--- Begin Input material ---

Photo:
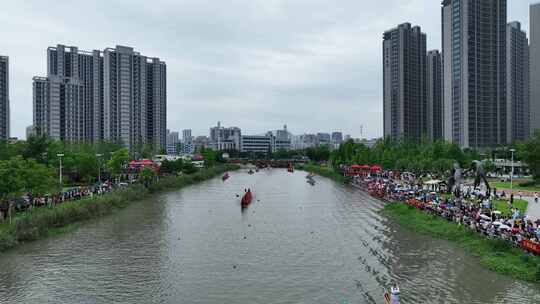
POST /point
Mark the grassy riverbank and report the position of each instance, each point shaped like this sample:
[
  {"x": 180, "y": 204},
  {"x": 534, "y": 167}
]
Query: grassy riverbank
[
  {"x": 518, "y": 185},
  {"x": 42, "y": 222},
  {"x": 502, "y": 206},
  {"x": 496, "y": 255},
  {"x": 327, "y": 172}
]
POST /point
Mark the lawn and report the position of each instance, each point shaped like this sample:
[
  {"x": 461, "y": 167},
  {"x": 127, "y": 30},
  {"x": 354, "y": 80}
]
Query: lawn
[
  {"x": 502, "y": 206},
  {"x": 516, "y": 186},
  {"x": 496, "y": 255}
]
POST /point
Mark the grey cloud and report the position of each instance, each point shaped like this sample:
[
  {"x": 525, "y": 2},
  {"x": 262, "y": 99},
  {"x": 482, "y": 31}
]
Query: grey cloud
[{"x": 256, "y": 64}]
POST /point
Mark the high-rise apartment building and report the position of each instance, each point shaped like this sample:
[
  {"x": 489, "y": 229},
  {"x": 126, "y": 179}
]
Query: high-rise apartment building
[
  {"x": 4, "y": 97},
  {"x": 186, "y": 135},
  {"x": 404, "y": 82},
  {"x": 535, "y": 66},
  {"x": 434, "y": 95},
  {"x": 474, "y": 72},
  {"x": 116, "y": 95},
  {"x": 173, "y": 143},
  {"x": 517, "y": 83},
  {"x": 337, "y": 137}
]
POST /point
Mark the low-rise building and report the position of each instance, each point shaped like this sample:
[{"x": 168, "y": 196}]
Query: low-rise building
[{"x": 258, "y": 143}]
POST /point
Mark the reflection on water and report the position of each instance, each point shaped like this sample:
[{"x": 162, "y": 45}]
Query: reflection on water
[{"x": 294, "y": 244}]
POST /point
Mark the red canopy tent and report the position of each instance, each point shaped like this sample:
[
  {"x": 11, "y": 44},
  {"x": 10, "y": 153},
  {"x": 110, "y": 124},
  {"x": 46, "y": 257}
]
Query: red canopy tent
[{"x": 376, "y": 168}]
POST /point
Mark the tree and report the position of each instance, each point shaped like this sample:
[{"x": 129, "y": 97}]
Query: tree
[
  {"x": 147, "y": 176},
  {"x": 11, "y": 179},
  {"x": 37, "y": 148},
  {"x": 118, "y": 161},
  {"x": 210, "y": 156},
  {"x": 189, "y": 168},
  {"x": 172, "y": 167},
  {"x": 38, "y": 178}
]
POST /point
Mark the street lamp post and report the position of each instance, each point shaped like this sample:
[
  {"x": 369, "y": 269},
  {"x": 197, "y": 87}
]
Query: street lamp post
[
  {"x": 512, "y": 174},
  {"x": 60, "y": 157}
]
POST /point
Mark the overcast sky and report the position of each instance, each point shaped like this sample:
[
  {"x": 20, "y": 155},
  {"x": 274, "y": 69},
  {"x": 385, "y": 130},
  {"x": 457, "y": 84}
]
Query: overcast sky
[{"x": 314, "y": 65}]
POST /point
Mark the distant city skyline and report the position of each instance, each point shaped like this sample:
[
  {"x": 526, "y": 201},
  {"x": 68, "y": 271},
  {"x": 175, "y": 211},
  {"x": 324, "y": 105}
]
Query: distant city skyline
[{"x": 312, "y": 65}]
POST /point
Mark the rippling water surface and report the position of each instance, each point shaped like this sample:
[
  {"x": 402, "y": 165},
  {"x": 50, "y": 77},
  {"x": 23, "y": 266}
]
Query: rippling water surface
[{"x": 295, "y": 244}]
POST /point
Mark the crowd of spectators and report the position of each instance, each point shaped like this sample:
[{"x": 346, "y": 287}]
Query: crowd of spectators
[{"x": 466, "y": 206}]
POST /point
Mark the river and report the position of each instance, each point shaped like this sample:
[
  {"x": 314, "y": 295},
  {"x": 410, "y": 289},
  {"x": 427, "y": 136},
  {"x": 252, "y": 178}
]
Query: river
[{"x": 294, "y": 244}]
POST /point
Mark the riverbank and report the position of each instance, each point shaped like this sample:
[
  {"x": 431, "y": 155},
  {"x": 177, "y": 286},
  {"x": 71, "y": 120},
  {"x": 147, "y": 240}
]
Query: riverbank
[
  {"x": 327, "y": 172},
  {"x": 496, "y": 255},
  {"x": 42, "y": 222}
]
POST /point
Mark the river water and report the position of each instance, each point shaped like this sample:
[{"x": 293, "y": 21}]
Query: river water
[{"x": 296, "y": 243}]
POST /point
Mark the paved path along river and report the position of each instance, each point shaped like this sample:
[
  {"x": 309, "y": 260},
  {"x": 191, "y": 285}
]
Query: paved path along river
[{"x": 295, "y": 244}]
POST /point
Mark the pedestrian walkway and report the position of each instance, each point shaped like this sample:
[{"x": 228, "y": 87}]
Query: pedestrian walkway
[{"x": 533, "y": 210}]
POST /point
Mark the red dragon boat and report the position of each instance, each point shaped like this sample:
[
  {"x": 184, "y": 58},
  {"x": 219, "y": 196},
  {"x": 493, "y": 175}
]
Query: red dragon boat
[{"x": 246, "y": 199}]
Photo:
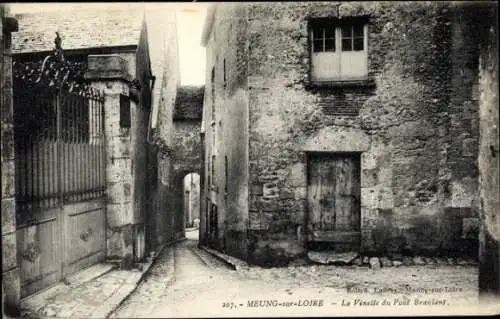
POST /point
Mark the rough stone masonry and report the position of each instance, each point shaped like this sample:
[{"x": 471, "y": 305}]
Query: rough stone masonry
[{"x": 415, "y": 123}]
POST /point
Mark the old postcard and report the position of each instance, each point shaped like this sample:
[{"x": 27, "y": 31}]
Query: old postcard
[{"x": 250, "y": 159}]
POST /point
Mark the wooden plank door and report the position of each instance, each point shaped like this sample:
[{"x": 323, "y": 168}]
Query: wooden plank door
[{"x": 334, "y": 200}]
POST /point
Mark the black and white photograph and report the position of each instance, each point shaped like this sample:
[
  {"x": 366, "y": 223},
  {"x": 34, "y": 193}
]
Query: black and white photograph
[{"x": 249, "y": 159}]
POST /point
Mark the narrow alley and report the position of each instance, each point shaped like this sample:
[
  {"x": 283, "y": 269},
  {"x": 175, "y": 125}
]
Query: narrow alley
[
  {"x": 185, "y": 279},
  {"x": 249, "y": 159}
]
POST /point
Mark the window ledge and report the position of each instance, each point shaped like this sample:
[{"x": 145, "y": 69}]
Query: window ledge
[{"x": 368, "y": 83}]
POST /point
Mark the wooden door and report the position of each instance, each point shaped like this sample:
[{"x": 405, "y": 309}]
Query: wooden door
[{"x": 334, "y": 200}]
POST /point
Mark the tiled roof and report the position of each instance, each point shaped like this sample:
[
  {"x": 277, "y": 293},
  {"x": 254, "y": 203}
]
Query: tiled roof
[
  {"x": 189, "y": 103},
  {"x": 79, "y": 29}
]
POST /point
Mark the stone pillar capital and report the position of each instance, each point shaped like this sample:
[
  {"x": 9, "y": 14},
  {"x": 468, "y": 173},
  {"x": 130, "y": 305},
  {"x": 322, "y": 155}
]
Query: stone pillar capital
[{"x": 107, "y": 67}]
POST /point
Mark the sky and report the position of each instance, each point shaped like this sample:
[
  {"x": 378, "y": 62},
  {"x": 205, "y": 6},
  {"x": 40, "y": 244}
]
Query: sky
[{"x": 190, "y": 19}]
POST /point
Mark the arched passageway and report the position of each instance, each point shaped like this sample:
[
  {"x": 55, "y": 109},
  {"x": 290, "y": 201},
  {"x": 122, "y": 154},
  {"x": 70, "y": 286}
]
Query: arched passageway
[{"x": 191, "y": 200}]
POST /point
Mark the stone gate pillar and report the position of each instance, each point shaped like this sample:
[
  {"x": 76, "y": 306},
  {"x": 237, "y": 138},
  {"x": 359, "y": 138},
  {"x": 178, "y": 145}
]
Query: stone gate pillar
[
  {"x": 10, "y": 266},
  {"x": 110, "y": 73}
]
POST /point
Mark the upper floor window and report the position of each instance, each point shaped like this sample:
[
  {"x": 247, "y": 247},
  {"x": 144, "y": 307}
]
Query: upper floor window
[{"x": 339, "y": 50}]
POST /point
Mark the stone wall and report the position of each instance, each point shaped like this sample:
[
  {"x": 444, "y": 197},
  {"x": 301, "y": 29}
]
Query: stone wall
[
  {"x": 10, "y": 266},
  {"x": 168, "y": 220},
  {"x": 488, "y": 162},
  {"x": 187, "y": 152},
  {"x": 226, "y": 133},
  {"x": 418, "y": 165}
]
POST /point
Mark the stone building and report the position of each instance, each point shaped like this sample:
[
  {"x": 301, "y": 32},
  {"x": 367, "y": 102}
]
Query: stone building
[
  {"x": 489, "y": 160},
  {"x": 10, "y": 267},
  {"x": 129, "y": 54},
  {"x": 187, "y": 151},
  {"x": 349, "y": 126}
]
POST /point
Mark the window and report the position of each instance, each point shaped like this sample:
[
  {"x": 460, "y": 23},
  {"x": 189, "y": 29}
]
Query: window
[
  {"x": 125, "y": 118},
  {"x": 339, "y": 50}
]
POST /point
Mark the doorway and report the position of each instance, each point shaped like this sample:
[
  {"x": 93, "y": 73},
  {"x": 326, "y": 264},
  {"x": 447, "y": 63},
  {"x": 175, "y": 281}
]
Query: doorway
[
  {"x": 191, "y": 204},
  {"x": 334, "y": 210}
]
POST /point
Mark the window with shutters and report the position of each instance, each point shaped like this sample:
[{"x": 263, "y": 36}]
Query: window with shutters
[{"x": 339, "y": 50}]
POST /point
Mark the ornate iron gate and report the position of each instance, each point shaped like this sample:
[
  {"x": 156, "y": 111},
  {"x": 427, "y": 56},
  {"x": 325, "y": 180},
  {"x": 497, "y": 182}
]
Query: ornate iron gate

--- End Input material ---

Find every line in the items above that contains the string "cloud", matching case exactly, and copy each such line.

Mark the grey cloud and report the position of each instance, each point shaped like this sample:
Query: grey cloud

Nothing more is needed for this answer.